*** Block opens ***

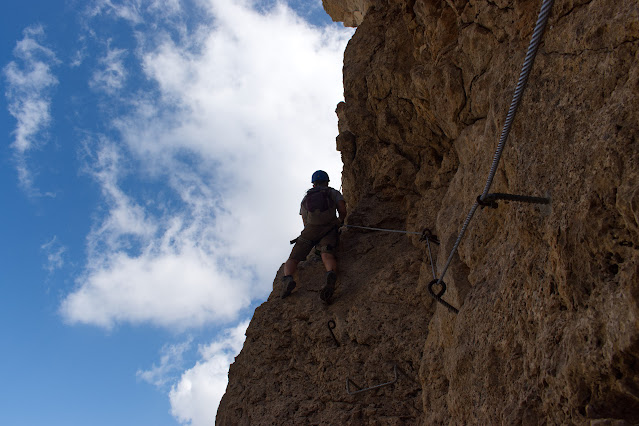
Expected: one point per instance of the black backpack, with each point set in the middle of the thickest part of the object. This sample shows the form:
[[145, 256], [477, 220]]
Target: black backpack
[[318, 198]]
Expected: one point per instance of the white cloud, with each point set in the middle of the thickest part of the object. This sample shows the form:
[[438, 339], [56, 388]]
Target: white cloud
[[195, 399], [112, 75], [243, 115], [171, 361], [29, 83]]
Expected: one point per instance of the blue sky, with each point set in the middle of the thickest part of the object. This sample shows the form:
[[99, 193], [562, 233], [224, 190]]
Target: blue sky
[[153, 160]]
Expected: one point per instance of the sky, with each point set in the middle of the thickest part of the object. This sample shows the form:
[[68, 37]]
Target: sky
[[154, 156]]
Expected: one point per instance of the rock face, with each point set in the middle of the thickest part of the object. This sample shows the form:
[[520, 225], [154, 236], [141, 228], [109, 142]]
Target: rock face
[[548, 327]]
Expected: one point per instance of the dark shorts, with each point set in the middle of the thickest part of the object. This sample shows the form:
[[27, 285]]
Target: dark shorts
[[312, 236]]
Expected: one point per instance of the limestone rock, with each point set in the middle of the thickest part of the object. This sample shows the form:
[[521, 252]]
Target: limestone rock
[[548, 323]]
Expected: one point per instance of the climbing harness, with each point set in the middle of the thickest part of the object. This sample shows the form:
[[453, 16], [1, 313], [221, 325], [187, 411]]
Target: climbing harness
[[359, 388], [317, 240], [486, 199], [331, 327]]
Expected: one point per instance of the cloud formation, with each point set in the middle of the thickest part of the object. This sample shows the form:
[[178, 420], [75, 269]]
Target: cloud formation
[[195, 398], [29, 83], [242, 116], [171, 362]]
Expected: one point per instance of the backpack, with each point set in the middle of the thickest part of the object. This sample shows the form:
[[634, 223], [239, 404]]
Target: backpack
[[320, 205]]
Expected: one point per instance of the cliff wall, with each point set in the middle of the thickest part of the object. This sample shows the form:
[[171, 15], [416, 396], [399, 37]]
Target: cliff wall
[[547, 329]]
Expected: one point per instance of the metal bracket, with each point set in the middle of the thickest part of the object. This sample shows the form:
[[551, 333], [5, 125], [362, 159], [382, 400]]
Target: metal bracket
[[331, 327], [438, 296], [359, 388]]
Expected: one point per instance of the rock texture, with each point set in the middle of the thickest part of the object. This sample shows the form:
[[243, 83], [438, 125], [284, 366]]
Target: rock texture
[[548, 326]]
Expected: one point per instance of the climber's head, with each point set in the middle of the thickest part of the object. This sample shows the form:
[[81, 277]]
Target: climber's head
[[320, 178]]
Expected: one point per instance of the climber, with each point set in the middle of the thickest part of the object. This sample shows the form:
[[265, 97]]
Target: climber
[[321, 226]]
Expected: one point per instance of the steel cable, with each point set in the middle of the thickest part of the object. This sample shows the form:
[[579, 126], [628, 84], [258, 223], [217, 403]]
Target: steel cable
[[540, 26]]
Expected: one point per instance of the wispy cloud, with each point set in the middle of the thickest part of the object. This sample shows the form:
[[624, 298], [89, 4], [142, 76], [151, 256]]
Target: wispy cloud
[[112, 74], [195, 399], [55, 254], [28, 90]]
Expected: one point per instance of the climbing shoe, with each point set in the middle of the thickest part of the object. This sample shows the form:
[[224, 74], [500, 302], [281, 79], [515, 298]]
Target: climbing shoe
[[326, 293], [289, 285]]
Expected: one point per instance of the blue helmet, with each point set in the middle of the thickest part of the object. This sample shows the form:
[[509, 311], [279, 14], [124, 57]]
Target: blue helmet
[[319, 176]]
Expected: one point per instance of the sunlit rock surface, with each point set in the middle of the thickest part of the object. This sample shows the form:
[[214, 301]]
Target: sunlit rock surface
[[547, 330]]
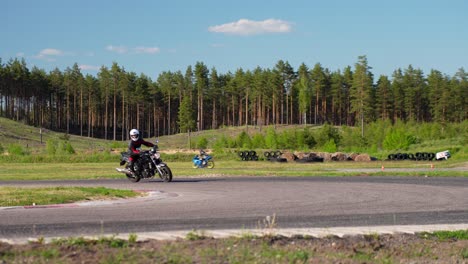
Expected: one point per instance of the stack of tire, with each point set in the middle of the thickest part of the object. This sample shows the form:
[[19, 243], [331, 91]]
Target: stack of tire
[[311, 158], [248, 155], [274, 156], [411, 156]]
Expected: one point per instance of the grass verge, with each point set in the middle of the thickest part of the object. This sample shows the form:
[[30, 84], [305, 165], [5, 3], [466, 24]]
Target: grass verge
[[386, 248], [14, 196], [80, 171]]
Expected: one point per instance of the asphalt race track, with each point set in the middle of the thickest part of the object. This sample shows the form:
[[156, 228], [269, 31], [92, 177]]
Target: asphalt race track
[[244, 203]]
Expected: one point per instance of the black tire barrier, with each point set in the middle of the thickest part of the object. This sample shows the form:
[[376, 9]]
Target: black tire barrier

*** Block closes ***

> _Problem to work on_
Scan the entries above and copy each line where "barrier" occurs.

> _Response for this exercise_
Expected: one point per instance of the black tire barrier, with each point set in the middle of the thickest part of the object. This sample shows the form:
Target: black tire barrier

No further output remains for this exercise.